## EXERCISE
Convert the data below, from the line containing "Guideline: mark the black van tyre" through the end, into a JSON list of strings with one string per line and no blank lines.

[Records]

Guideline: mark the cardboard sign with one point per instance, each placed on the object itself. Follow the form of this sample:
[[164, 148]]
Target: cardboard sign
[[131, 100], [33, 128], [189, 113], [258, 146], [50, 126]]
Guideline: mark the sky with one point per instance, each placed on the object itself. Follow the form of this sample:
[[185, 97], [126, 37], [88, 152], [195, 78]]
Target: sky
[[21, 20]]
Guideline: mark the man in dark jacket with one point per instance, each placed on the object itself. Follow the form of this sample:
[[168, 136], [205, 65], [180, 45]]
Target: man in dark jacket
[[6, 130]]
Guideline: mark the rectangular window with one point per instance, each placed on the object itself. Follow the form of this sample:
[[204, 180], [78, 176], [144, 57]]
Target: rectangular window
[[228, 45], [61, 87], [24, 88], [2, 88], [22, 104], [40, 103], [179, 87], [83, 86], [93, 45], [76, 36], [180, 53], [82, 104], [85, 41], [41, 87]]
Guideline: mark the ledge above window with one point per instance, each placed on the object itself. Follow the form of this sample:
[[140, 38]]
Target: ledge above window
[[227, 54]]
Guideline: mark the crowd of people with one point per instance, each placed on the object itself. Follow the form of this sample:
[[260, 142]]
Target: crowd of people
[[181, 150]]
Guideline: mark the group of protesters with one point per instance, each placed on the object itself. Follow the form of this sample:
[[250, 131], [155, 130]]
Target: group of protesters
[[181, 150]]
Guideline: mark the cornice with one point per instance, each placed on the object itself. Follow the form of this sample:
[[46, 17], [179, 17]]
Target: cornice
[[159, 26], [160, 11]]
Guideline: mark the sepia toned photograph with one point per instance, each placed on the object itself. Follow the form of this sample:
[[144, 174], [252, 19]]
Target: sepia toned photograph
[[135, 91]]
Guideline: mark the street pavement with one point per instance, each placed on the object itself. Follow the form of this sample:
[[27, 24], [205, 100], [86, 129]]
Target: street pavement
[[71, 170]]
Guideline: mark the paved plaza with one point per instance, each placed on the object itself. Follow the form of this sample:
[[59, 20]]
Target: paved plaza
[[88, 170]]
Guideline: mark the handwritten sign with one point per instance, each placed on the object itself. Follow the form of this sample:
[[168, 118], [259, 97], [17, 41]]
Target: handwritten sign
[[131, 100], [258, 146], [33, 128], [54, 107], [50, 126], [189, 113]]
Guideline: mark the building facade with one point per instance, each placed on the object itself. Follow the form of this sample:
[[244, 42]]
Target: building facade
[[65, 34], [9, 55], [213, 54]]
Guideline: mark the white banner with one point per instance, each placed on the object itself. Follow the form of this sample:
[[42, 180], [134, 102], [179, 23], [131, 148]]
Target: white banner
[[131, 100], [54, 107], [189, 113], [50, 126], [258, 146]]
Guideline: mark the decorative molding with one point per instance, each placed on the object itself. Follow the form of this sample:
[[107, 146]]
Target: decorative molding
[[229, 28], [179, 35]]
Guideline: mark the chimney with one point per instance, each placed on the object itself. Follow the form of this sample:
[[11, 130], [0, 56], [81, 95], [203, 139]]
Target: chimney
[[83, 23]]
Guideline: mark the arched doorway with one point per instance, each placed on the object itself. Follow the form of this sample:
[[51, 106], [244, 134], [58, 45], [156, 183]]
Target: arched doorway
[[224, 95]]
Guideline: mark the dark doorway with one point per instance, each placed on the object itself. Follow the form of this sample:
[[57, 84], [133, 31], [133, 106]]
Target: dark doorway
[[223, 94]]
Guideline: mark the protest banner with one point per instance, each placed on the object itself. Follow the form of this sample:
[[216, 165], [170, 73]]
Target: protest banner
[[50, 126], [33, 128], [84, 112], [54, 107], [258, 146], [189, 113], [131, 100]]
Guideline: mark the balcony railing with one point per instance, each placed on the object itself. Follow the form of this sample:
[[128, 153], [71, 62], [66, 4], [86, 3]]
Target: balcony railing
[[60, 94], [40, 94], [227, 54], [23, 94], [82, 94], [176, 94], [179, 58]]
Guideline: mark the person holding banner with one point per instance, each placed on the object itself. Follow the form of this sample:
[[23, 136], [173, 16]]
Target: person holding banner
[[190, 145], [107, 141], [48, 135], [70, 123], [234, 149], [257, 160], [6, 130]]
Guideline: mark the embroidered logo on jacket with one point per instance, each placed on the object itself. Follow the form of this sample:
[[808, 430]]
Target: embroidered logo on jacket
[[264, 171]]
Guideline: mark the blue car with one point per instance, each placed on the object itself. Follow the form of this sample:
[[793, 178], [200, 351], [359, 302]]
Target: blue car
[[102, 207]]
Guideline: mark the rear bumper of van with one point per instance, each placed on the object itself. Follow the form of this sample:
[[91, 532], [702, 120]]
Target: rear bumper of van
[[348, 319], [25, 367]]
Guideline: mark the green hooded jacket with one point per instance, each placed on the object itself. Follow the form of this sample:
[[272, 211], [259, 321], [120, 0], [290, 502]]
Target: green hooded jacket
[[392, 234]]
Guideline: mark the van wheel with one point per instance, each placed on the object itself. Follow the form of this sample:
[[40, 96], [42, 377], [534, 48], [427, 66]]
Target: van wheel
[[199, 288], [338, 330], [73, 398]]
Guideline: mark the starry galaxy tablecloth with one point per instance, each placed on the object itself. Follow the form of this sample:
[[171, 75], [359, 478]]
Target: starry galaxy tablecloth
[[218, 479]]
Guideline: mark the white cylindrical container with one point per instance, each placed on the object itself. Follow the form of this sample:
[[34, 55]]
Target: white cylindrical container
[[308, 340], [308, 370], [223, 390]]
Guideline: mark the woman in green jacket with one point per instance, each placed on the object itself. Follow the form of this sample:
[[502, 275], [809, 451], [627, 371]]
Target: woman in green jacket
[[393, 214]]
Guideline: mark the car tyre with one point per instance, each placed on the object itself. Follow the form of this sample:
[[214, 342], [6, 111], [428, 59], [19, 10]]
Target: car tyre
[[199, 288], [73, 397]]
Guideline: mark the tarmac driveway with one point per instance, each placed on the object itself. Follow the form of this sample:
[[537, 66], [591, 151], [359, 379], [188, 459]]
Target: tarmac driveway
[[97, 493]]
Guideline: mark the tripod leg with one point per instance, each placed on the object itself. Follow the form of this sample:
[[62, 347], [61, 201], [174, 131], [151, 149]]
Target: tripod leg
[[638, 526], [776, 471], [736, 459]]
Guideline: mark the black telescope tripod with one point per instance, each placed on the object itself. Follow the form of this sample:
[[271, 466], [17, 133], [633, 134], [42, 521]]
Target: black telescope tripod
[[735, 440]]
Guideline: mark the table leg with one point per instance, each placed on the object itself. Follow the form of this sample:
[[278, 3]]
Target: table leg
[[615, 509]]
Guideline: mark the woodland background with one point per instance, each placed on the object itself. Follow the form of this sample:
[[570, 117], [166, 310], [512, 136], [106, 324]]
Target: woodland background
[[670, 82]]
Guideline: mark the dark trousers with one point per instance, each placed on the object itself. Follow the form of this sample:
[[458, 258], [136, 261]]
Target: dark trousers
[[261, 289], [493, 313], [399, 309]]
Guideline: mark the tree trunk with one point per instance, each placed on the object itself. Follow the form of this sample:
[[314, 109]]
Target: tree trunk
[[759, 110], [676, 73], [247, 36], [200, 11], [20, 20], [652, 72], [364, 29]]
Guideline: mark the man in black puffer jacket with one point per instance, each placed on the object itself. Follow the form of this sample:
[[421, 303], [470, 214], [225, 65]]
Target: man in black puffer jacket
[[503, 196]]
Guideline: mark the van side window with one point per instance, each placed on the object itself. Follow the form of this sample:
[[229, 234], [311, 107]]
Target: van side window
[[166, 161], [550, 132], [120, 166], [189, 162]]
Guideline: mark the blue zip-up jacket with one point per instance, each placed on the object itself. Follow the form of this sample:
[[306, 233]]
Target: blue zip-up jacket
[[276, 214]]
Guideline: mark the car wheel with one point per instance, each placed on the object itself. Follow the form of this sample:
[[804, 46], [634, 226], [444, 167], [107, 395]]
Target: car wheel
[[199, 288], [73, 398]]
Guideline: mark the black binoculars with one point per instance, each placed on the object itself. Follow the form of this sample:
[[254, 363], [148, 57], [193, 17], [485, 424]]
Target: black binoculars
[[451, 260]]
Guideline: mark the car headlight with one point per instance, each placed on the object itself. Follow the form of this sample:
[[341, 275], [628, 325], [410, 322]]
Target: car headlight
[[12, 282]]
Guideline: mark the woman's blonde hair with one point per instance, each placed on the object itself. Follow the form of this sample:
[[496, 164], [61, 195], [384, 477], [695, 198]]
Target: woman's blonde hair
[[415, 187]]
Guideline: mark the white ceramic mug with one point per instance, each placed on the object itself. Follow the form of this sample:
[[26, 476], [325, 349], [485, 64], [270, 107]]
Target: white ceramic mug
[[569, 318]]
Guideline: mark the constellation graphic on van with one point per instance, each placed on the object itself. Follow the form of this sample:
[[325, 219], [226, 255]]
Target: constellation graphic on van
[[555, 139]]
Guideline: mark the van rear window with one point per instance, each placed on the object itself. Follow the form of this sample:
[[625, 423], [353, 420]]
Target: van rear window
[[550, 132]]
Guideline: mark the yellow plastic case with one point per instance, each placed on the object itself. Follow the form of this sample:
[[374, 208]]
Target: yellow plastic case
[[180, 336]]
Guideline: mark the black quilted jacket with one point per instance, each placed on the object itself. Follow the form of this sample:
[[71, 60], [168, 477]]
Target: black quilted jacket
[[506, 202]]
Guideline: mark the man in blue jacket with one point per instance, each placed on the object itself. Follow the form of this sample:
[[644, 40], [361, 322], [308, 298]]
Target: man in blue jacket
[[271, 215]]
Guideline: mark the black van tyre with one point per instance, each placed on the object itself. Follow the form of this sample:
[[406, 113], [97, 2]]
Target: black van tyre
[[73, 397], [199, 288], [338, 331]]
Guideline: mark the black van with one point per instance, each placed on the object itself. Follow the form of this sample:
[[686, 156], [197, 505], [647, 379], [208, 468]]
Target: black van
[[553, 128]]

## THE RESULT
[
  "Guideline: mark the black van tyre with one point per instance, each placed on the object itself. Follow the form of this sample:",
  "[[406, 113], [97, 2]]",
  "Target: black van tyre",
  "[[73, 397], [199, 288], [338, 331]]",
  "Guideline: mark the black van with one point per instance, each placed on the object itself. Follow the form of this sample:",
  "[[686, 156], [197, 505], [647, 379], [208, 468]]",
  "Target: black van",
  "[[553, 128]]"
]